• [BRANO DA LEGGERE]
Nel mese di Settembre dello scorso anno la VZVB aveva già intimato la società di rivedere il Contratto di Sottoscrizione a Steam, reduce di una modifica durante il periodo estivo che negava da quel momento in poi sia a Valve che agli utenti la possibilità di effettuare azioni collettive, note anche come class action, sulla base di dispute tra l’azienda ed i consumatori, che andrebbero invece risolte tramite il servizio di assistenza Steam. In quel caso, gli utenti si ritrovarono costretti ad accettare il nuovo contratto così da non veder eliminato in modo irreversibile il proprio account Steam a cui è associata, naturalmente, l’intera collezione dei giochi acquistati. Tutto questo rappresenta dunque un altro capo d’accusa per la causa legale indetta dall’associazione tedesca, che sembra pronta a far valere i diritti dei propri consumatori davanti al giudice. Resta comunque da vedere da quale parte si schiererà la community globale di videogiocatori, che fino ad ora sembra essere molto divisa tra chi da una parte approva i sistemi DRM sempre più invasivi adottati dai venditori, e chi invece non riesce proprio a farsene una ragione, mentre invece è parere comune che la compravendita di videogiochi di seconda mano acquistati digitalmente porterebbe ad un repentino declino del florido mercato del digital delivery.

La vendita e la distribuzione digitale di materiale ludico sono elementi relativamente nuovi, ma in poco tempo sono diventati un aspetto fontamentale della vita di ogni videogiocatore, per le comodità e i tanti vantaggi che hanno da offrire. Gli svantaggi tuttavia non mancano e sembrano pesare sempre più sui consumatori. È dunque necessario che le condizioni di vendita e distribuzione di giochi digitali siano riviste per garantire un maggiore rispetto verso il consumatore? Facciamo un passo indietro, per vedere cosa effettivamente tali meccanismi hanno da offrire in più o in meno ai giocatori.

Quando si è cominciato a sentir parlare della possibilità di un mercato digitale per i videogiochi, la speranza che al contempo nasceva nel cuore dei giocatori più parsimoniosi era quella di assistere alla possibilità di acquistare un gioco digitale a prezzo inferiore rispetto alla sua controparte retail, data l’assenza di supporti fisici come dischi o cartucce, della confezione, di un manuale cartaceo e di eventuali contenuti extra, e considerato anche il risparmio che le case produttrici hanno evitando di doversi rivolgere ad ulteriori aziende per la distribuzione dei propri prodotti nei Paesi di tutto il globo. Il mercato digitale rappresenterebbe dunque una seconda possibilità per i prodottori, soprattutto quelli indipendenti, e poter vendere i propri giochi spendendo di meno, il che comporterebbe di conseguenza un risparmio anche per gli utenti che sarebbero in grado di acquistare i giochi ad un prezzo inferiore ed averli inoltre pronti da giocare allo scoccare della mezzanotte del fatidico day one, anziché aspettare l’apertura di un retailer o l’arrivo del corriere. Purtroppo però non è così.

• [ELENCO FORNITO]
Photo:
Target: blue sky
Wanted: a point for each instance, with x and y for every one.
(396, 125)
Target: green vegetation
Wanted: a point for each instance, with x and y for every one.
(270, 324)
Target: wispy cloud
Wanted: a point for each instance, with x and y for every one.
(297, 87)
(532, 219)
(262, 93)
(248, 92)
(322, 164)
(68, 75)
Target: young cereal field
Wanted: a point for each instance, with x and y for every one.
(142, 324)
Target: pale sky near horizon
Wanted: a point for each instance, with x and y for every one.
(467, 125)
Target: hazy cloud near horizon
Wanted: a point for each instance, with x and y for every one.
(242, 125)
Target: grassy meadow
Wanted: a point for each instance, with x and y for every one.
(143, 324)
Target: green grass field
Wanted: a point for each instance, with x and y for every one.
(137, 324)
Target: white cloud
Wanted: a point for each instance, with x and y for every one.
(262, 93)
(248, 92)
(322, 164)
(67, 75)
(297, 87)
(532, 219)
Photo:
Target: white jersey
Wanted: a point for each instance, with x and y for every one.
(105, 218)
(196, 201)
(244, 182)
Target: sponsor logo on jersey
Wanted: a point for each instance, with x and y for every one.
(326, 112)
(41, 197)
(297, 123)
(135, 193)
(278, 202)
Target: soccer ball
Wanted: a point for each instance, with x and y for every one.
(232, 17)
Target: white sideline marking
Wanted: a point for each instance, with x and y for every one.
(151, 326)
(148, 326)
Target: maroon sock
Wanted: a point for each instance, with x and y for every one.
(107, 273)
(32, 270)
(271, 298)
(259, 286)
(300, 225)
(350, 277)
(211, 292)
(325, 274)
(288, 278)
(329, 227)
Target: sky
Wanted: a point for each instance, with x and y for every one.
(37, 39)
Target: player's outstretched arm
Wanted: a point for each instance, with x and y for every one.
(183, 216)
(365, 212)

• [ESERCIZIO 1] Indica se ciascuna affermazione concorda con il brano sul mercato digitale dei videogiochi, rispondendo sì o no e citando alla lettera le parole decisive: (a) la modifica al Contratto di Sottoscrizione a Steam è avvenuta durante il periodo estivo; (b) la community globale di videogiocatori è unanime nell'approvare i sistemi DRM; (c) gli utenti accettarono il nuovo contratto per non vedersi eliminare l'account Steam.
• [ESERCIZIO 2] Nell'elenco, sostituisci "a point for each instance" con "one point per instance" nelle righe che vanno da quella contenente "Target: soccer ball" fino alla fine dell'elenco, estremi inclusi. Riporta soltanto queste righe, lasciando invariato tutto il resto.
Il brano e l'elenco non hanno alcun legame tra loro.

• [RISULTATO CORRETTO 1]
(a) Sì: «reduce di una modifica durante il periodo estivo».
(b) No: «sembra essere molto divisa tra chi da una parte approva i sistemi DRM sempre più invasivi adottati dai venditori, e chi invece non riesce proprio a farsene una ragione».
(c) Sì: «gli utenti si ritrovarono costretti ad accettare il nuovo contratto così da non veder eliminato in modo irreversibile il proprio account Steam».

• [RISULTATO CORRETTO 2]
Target: soccer ball
Wanted: one point per instance, with x and y for every one.
(232, 17)
Target: white sideline marking
Wanted: one point per instance, with x and y for every one.
(151, 326)
(148, 326)
Target: maroon sock
Wanted: one point per instance, with x and y for every one.
(107, 273)
(32, 270)
(271, 298)
(259, 286)
(300, 225)
(350, 277)
(211, 292)
(325, 274)
(288, 278)
(329, 227)
Target: sky
Wanted: one point per instance, with x and y for every one.
(37, 39)
Target: player's outstretched arm
Wanted: one point per instance, with x and y for every one.
(183, 216)
(365, 212)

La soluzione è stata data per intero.